:: Aim of the task ::
Pull out each line in the records below that contains the string "Query", and list those lines in full.

— START Provided entries —

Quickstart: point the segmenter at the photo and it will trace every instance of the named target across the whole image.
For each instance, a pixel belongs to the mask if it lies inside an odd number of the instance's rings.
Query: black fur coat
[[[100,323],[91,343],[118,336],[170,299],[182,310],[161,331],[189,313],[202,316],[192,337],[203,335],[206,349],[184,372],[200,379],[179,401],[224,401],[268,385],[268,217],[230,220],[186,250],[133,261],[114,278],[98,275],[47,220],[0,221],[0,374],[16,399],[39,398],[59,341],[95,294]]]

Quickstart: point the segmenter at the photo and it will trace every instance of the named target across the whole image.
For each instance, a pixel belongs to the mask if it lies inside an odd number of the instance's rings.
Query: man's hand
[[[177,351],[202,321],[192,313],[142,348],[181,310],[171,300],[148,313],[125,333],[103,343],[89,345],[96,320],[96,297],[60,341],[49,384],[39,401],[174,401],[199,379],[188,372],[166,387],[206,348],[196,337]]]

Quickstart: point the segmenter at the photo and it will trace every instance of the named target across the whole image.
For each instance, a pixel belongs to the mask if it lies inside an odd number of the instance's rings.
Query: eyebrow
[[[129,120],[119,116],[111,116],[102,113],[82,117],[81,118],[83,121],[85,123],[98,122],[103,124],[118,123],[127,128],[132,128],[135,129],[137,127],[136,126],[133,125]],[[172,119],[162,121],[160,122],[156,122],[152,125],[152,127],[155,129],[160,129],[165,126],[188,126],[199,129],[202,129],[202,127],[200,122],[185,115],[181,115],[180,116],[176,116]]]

— END Provided entries —

:: Solution below ::
Query: black fur coat
Query: man's hand
Query: eyebrow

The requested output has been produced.